REQUIREMENTS:
Copy the items verbatim, starting at the line that contains "window, it would be much appreciated." and stopping after the line that contains "M97 28L97 17L96".

DATA SUPPLIED:
··········
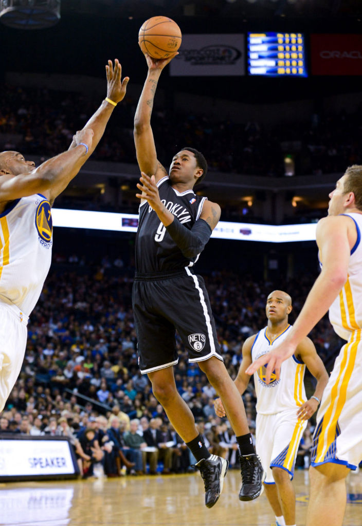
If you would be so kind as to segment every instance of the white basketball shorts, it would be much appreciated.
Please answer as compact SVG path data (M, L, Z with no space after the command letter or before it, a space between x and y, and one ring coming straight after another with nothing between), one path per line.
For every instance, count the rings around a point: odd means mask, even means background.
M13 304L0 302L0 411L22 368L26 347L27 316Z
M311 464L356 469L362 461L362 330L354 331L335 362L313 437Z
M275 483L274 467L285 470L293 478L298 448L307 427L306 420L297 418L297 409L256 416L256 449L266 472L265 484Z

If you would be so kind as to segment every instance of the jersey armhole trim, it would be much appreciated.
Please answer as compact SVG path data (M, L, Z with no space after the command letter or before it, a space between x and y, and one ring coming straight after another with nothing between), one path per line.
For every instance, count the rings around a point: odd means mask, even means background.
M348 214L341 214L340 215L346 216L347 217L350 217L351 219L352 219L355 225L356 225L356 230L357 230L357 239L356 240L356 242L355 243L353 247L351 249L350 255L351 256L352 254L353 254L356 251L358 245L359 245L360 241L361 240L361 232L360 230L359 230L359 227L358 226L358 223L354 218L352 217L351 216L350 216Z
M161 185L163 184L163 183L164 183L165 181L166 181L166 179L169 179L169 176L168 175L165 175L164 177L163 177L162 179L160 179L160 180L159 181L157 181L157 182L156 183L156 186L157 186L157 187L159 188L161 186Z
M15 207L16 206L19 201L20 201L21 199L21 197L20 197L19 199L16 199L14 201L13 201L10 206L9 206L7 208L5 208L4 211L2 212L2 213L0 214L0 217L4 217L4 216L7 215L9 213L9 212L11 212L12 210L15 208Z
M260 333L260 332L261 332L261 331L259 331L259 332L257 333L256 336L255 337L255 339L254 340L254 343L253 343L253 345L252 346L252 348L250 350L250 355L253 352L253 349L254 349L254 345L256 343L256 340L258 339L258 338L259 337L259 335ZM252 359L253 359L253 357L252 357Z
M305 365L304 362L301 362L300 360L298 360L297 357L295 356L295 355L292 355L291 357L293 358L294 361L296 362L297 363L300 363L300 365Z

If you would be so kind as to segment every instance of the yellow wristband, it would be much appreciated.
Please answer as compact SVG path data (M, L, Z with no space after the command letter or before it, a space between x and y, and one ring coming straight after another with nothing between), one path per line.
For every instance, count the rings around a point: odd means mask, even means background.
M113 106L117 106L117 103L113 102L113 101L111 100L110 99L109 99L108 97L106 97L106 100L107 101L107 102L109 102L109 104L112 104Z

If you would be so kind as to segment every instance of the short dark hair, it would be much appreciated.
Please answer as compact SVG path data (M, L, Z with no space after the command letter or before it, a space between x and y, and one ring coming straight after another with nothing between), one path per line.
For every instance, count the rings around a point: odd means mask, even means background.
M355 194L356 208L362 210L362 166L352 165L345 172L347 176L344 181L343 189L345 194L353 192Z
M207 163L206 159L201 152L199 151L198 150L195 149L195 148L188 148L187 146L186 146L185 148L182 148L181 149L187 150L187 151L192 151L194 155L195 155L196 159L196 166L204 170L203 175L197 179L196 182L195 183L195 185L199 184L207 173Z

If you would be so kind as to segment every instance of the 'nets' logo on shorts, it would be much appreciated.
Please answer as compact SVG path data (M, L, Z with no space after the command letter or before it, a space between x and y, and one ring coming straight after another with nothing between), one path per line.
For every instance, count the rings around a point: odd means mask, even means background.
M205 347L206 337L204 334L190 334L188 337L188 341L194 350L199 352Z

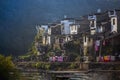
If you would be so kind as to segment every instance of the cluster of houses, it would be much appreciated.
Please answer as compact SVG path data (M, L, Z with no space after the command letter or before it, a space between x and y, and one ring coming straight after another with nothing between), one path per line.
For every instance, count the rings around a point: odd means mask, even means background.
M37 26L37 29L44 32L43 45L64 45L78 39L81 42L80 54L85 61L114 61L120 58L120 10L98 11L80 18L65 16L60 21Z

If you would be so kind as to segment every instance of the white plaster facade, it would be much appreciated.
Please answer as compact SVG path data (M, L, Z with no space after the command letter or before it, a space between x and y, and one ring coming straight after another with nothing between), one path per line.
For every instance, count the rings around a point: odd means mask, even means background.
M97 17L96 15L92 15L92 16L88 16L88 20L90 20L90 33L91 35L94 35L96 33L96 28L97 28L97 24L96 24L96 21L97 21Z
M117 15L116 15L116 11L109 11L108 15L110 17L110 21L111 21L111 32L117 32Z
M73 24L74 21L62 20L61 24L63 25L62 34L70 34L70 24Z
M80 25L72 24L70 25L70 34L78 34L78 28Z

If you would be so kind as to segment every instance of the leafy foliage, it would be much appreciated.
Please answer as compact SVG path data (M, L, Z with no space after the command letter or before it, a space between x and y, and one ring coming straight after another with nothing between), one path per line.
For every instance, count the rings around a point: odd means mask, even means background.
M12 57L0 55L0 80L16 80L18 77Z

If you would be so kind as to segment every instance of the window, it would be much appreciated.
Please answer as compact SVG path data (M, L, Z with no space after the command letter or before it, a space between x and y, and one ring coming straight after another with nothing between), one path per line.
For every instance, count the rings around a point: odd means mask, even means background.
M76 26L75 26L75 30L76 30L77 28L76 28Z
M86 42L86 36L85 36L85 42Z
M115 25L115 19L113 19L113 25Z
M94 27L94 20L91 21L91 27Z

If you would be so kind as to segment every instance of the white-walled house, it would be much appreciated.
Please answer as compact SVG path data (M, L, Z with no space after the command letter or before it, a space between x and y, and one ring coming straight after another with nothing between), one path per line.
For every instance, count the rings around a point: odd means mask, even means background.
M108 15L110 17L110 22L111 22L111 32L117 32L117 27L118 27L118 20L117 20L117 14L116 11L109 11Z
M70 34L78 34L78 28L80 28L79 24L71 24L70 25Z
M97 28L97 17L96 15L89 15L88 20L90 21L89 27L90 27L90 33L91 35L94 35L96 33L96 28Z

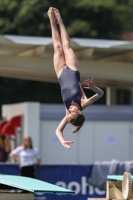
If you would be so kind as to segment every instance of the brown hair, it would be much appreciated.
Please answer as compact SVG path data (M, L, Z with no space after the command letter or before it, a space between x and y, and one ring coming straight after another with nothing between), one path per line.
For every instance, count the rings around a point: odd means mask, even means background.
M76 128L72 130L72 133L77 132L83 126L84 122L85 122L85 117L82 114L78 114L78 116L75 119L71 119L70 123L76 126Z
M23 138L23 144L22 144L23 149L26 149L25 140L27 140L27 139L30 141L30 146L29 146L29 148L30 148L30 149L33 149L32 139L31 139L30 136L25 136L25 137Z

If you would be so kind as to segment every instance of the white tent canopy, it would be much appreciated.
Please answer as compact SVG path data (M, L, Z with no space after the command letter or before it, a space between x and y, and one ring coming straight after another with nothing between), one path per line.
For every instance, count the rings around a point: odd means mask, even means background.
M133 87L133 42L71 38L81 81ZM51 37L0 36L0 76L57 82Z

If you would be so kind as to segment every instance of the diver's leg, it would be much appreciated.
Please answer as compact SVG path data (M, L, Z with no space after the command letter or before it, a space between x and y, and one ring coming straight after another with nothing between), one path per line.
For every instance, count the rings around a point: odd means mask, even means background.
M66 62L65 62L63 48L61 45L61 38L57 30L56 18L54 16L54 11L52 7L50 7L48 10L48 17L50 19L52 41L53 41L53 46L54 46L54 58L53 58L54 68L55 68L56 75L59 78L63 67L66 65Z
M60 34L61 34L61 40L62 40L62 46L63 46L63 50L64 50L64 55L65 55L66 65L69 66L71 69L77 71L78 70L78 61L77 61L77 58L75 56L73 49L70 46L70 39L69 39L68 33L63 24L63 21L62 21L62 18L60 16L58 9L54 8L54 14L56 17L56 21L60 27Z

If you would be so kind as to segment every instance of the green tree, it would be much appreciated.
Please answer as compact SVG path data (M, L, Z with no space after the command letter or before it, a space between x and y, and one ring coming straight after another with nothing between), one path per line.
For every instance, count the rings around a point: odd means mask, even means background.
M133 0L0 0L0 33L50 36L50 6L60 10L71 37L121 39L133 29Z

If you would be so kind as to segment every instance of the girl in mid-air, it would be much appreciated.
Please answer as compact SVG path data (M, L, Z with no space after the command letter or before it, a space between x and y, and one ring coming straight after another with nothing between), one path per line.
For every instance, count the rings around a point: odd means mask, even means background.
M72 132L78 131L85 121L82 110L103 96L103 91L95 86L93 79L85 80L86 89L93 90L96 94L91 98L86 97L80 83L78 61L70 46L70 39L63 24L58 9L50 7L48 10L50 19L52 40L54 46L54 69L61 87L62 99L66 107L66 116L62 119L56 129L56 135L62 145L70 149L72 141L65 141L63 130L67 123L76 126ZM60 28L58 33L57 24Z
··········
EXPECTED ANSWER:
If you would be so kind as to segment every instance of the window, it would be much appreciated.
Please answer as compact SVG path data (M, L, Z with no space after the command letter or before it, a space between x and y, and one ring coming straight after another with nothing between), one path per line.
For every instance, count the rings around a point: odd means mask, even means background.
M76 26L75 26L75 30L76 30L77 28L76 28Z
M86 42L86 36L85 36L85 42Z
M115 25L115 19L113 19L113 25Z
M94 27L94 20L91 21L91 27Z

If you would be so kind as to segment every instance of the white-walled house, it would be much appreciated.
Please answer as compact SVG path data (M, L, Z with no space after the command letter or before it, a space between x and y, and one ring coming straight after another with nothing between), one path per line.
For every instance, count the rings around a point: odd means mask, even means background.
M108 15L110 17L110 22L111 22L111 32L117 32L117 27L118 27L118 20L117 20L117 14L116 11L109 11Z
M70 34L78 34L78 28L80 28L79 24L71 24L70 25Z
M97 28L97 17L96 15L89 15L88 20L90 21L89 27L90 27L90 33L91 35L94 35L96 33L96 28Z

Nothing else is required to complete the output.